#### [Try it]
Go through the data below and return each line where the string "back" occurs.

#### [Input for this task]
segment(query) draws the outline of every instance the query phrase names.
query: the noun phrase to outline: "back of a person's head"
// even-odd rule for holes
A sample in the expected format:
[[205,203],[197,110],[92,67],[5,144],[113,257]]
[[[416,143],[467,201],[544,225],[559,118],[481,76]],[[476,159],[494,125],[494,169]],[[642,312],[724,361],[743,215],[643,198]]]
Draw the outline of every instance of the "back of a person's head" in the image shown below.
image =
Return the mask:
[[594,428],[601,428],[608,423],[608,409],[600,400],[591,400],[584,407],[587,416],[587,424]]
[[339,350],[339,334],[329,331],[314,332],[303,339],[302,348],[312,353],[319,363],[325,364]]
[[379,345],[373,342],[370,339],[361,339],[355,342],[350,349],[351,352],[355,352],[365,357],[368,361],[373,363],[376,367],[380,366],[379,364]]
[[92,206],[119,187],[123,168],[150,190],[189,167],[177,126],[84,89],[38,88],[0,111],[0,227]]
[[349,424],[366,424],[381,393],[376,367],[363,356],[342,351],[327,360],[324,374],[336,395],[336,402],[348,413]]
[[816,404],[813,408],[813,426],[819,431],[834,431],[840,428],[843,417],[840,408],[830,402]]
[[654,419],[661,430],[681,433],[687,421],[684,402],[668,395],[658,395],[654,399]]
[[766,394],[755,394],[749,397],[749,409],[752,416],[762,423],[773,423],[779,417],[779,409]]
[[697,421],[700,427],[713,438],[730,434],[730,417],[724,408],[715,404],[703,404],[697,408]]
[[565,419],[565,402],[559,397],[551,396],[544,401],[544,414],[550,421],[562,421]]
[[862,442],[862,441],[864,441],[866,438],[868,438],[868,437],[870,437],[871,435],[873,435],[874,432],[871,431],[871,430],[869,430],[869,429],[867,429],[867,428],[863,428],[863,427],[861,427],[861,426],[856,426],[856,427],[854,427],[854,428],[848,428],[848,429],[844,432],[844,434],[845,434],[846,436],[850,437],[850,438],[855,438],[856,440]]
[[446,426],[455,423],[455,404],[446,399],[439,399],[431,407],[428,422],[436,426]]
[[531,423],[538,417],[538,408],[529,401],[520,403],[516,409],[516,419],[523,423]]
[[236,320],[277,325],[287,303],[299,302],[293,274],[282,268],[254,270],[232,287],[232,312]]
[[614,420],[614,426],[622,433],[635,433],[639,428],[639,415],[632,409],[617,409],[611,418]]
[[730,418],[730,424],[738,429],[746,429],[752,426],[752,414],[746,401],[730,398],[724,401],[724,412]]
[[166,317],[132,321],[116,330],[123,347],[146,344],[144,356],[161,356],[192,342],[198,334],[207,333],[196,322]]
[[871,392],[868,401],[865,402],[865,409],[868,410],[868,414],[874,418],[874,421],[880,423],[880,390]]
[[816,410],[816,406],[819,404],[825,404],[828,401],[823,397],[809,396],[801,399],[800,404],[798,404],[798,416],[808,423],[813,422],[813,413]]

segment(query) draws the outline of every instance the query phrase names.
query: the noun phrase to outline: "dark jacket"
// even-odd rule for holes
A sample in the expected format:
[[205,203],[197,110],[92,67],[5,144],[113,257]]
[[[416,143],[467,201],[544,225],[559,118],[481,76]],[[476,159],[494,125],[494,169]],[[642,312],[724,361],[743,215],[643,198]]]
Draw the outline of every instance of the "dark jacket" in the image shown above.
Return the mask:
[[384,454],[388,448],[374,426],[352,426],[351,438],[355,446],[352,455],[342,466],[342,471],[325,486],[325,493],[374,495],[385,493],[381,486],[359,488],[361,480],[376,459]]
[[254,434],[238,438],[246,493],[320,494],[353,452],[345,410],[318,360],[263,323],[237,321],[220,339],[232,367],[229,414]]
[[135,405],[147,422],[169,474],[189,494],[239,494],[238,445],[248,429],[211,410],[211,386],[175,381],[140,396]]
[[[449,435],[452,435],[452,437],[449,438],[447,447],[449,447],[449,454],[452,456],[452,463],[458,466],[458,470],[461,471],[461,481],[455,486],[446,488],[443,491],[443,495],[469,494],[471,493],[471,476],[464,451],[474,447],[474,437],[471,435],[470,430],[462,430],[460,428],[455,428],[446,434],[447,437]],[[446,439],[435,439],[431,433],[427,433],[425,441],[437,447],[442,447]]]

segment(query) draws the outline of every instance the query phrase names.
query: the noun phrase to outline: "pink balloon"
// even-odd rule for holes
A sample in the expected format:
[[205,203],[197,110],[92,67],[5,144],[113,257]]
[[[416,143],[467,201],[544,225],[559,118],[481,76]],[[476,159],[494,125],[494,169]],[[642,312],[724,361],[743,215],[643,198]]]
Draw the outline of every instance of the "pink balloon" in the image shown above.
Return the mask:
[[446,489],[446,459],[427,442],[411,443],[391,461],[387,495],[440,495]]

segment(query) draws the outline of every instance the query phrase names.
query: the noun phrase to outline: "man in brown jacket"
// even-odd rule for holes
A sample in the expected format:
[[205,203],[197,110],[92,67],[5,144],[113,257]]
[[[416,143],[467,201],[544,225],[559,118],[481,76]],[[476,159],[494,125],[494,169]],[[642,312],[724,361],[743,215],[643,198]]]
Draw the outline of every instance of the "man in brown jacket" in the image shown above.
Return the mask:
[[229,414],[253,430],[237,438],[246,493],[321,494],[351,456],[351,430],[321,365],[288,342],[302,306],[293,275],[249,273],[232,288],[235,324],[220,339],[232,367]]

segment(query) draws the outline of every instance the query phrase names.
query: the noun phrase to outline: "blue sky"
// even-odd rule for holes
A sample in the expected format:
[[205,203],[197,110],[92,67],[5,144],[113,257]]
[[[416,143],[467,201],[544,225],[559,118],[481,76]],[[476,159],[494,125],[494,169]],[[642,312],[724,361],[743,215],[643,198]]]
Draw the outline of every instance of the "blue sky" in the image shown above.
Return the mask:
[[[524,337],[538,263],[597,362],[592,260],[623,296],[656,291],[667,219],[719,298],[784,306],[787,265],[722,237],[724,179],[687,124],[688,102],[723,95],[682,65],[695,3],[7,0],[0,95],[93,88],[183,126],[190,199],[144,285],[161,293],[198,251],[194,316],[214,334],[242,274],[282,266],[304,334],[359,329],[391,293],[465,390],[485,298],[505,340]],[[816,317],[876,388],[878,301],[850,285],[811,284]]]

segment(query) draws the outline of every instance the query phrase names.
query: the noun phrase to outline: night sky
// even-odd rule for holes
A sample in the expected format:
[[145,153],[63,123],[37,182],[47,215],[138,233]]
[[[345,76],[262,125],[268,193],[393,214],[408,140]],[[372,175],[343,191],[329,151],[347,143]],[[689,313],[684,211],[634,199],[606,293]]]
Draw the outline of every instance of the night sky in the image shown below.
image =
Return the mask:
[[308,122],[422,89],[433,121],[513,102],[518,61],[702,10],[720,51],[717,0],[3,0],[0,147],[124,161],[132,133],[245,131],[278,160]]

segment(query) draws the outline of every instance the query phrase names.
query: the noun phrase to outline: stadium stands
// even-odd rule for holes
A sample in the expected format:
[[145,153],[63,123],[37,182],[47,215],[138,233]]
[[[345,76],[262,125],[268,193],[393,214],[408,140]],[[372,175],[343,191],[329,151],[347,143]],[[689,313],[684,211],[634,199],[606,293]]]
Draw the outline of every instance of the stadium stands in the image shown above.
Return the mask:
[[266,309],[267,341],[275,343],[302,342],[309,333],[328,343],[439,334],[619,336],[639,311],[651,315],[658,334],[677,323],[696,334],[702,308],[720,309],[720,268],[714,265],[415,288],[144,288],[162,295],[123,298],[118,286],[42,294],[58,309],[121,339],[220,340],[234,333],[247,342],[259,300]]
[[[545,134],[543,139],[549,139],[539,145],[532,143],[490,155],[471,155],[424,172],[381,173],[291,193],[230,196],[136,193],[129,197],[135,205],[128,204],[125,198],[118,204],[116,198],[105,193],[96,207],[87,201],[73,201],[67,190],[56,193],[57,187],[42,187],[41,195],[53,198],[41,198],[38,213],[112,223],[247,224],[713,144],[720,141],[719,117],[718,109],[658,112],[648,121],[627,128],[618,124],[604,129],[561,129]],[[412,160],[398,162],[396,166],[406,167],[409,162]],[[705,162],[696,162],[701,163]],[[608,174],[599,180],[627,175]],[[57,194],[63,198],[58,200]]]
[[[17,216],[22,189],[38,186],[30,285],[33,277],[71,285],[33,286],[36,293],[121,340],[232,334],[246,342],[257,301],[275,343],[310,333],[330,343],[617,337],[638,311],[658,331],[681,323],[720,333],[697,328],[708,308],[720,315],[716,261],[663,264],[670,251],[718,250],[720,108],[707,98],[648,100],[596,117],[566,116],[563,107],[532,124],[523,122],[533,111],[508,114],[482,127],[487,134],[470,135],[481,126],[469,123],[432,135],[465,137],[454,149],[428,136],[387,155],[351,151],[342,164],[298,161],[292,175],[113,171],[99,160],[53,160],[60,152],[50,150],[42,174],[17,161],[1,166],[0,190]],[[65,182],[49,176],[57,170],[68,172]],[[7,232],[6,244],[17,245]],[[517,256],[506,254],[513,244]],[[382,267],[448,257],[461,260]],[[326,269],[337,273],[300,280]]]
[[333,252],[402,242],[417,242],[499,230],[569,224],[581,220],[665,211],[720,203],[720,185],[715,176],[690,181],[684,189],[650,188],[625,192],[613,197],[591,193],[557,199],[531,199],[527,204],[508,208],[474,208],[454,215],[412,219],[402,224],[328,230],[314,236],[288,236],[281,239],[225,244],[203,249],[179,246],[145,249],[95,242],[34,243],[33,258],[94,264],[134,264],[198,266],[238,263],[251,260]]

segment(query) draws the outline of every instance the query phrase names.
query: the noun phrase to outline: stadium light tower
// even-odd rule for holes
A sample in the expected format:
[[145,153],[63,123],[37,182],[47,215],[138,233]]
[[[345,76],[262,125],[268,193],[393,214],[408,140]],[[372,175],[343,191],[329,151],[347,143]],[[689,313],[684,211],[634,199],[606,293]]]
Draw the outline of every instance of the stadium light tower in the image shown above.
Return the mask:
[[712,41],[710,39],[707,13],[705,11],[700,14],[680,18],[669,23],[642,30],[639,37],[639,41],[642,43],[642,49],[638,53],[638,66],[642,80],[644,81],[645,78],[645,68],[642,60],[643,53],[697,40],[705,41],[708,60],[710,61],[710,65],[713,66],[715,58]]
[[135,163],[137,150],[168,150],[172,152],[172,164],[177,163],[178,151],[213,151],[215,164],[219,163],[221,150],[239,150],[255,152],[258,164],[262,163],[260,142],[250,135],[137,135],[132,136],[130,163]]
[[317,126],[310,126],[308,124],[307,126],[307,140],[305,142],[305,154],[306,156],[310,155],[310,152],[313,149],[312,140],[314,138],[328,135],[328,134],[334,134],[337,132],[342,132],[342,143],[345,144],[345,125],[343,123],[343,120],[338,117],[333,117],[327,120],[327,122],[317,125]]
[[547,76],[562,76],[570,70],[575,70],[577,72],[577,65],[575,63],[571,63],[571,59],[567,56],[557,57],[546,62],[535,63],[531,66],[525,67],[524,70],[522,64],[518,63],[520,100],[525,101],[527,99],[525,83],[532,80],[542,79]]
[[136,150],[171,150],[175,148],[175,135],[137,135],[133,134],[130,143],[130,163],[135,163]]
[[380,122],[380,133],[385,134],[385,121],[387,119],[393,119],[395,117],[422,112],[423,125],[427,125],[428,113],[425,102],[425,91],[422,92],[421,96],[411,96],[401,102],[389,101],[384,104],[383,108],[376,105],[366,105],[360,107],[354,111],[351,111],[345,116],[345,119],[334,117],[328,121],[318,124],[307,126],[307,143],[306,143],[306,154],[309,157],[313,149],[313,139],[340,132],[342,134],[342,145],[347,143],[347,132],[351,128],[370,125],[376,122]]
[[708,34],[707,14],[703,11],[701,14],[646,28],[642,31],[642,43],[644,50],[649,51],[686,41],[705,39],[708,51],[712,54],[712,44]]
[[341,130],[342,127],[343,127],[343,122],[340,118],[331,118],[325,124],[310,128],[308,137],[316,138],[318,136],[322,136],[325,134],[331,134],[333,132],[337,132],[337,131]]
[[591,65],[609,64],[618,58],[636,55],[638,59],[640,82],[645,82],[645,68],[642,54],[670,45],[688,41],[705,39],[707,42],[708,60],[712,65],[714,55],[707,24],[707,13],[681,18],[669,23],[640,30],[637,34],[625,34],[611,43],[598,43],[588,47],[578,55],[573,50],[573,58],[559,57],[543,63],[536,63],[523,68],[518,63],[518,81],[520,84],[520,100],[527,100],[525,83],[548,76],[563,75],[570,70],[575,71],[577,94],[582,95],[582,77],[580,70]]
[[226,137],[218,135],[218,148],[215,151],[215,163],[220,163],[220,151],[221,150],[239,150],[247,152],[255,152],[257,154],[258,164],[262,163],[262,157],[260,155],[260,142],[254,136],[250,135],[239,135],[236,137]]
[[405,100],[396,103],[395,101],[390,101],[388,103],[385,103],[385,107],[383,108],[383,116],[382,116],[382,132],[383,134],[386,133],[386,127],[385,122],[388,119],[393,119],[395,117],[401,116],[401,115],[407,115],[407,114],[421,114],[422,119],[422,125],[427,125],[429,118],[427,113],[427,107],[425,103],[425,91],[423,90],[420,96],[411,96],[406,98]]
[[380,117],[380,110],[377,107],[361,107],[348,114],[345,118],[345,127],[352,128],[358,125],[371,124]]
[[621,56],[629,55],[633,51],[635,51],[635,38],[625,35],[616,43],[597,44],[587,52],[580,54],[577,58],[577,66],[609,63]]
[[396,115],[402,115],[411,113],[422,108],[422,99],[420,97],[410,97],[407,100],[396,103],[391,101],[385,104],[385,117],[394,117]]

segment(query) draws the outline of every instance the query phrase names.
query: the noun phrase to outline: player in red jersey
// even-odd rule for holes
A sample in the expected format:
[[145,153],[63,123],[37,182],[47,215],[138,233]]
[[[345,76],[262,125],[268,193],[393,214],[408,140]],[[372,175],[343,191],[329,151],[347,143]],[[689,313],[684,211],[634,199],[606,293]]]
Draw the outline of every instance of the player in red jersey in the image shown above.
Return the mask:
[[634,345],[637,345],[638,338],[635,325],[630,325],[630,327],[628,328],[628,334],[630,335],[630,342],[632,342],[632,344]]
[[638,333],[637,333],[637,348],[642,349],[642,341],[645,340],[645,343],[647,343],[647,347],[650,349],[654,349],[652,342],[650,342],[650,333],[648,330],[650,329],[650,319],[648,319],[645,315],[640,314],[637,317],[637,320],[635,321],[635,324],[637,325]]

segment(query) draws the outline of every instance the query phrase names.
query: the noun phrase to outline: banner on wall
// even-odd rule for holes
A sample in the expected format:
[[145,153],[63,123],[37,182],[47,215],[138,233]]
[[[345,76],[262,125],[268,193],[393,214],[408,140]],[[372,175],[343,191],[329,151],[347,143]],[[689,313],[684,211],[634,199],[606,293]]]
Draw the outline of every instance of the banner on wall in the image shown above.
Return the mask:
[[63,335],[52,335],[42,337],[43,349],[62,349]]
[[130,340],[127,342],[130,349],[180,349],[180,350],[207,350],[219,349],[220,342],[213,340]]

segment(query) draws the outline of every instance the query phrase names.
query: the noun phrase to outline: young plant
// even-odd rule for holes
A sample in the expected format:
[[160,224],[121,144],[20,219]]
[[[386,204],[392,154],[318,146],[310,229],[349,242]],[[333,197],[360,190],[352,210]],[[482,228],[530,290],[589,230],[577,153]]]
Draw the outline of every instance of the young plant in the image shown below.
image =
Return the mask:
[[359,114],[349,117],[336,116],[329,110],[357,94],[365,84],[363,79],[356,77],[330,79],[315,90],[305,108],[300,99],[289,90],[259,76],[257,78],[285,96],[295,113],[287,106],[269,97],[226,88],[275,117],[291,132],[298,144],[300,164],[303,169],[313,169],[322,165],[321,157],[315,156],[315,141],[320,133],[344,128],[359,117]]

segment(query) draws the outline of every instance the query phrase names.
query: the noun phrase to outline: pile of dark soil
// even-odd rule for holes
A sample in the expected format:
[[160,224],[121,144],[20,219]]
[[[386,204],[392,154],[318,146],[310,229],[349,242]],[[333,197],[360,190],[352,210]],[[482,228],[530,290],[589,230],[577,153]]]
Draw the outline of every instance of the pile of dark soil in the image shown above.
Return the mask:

#### [Written reply]
query: the noun phrase to outline: "back of a person's head"
Draw the outline of every instance of the "back of a person's head" in the image shown below.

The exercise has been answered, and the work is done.